==== DATA IN THIS EXERCISE ====

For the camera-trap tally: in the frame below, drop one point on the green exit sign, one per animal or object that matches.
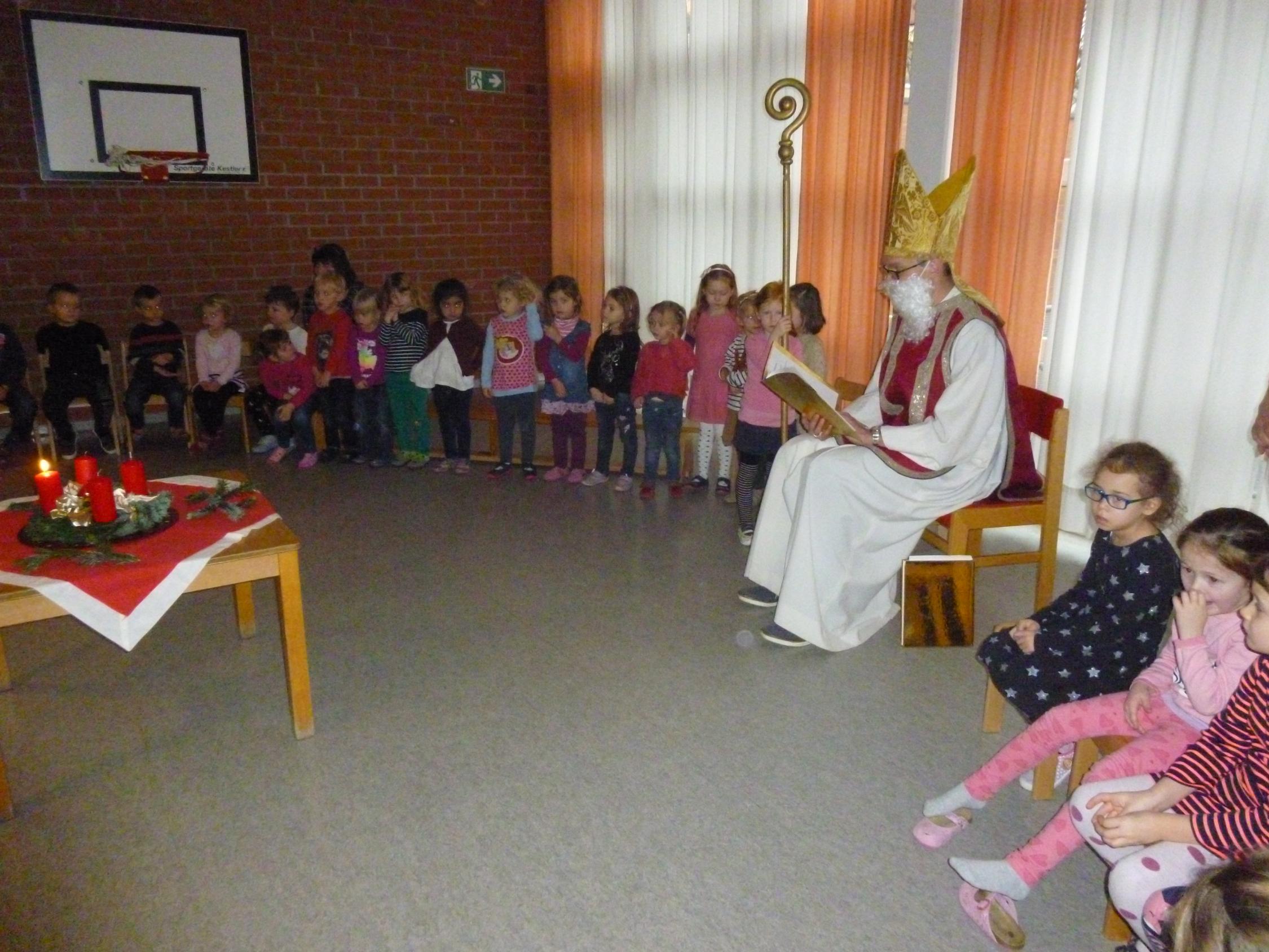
(485, 80)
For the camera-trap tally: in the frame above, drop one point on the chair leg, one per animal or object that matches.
(993, 710)
(1114, 928)
(1045, 776)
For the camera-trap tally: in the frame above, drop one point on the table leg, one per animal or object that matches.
(6, 799)
(295, 651)
(245, 609)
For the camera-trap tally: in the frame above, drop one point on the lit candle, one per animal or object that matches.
(85, 469)
(49, 485)
(100, 495)
(133, 475)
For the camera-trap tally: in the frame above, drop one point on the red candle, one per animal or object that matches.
(85, 469)
(49, 485)
(133, 475)
(100, 497)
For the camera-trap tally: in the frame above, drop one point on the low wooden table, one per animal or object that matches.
(270, 553)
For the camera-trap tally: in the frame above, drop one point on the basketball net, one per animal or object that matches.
(156, 165)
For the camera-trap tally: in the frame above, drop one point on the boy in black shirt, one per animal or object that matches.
(14, 393)
(75, 370)
(156, 352)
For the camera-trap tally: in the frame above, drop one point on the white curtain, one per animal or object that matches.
(1160, 332)
(691, 171)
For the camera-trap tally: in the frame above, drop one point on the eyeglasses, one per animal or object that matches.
(1116, 502)
(895, 272)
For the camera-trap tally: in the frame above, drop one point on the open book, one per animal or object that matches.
(803, 389)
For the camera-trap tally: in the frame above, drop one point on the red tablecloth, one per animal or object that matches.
(125, 601)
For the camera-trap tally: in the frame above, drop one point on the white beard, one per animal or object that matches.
(913, 300)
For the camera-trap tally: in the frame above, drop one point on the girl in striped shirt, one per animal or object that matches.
(1210, 806)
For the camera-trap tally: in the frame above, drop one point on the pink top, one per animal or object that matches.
(759, 407)
(1197, 676)
(707, 403)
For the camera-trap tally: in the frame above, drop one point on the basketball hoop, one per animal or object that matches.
(156, 165)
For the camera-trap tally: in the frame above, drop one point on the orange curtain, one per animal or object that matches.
(1013, 111)
(856, 55)
(575, 58)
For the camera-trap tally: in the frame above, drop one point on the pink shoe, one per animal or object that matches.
(995, 914)
(935, 832)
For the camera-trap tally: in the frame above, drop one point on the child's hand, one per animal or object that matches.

====

→ **TASK DIRECTIONS**:
Leave out the pictures, then return every line of the data exactly.

→ **FINAL ANSWER**:
For the camera-trap tally: in the frame below, drop one point on the green exit sign, one per animal or object that matches.
(485, 80)
For the camera-trap tally: in the frame above, drop one point on the chair leg, one per animal or object that matches.
(993, 710)
(1114, 928)
(1045, 776)
For the camera-trap tally: in the frame above, drop one point on the table leg, one per animal or object that matches.
(6, 799)
(295, 651)
(245, 609)
For the camera-trap tally: in the frame above, drop one point on the lit candle, one per animal or object that matches.
(85, 469)
(49, 485)
(100, 495)
(133, 475)
For the camera-trap tally: in the frame above, drop one point on the red candle, one per animal or object that matches.
(85, 469)
(49, 485)
(133, 475)
(100, 497)
For the camera-trap tally: in the frame above, drop one point on the low wooden table, one per animal or object that matches.
(270, 553)
For the camera-trap tally: in the frame above, drop one point on the basketball net, one per animal or object that matches.
(156, 165)
For the camera-trap tally: in the frame above, drop one point on the boy in black shirt, one per animal or object that matches.
(14, 393)
(75, 370)
(156, 352)
For the camera-trap tally: in the frame above, drop one point on the white curtain, one per animal or object that matches.
(1160, 332)
(691, 171)
For the camera-trap tally: in the frame above, drop one point on the eyeglasses, one per animal or object that matches.
(1116, 502)
(895, 272)
For the camera-trap tally: in the frame above, drop one point on the open book, one per animal or object that matches.
(803, 389)
For the camera-trap tally: in the frame above, drop one point on the red tablecloth, one per animal or object that matches.
(125, 601)
For the camera-trap tally: in the frame above, drop one point on the white beard, one per animal or object that matches.
(913, 300)
For the camera-trap tally: in the frame above, drop one point on the girl in striped shirt, one per animal or object that matches.
(1210, 806)
For the camera-trap tally: in the frame above, drop one point on the pink top, one per animal or object that matches.
(759, 407)
(1197, 676)
(707, 403)
For the camera-trap tally: in the frame above, drop one point on the basketball hoop, one per animal or object that matches.
(156, 165)
For the camera-trap tally: in the frame above, drop one point on the orange curtain, one per animal or object that matches.
(1013, 111)
(856, 55)
(575, 58)
For the camera-trap tally: in the frame above, drop one point on the pink shoe, one per animal or object that matches.
(995, 914)
(935, 832)
For the camera-trap tally: in the frame above, drop one point on the child's hand, one per animal or object that matches.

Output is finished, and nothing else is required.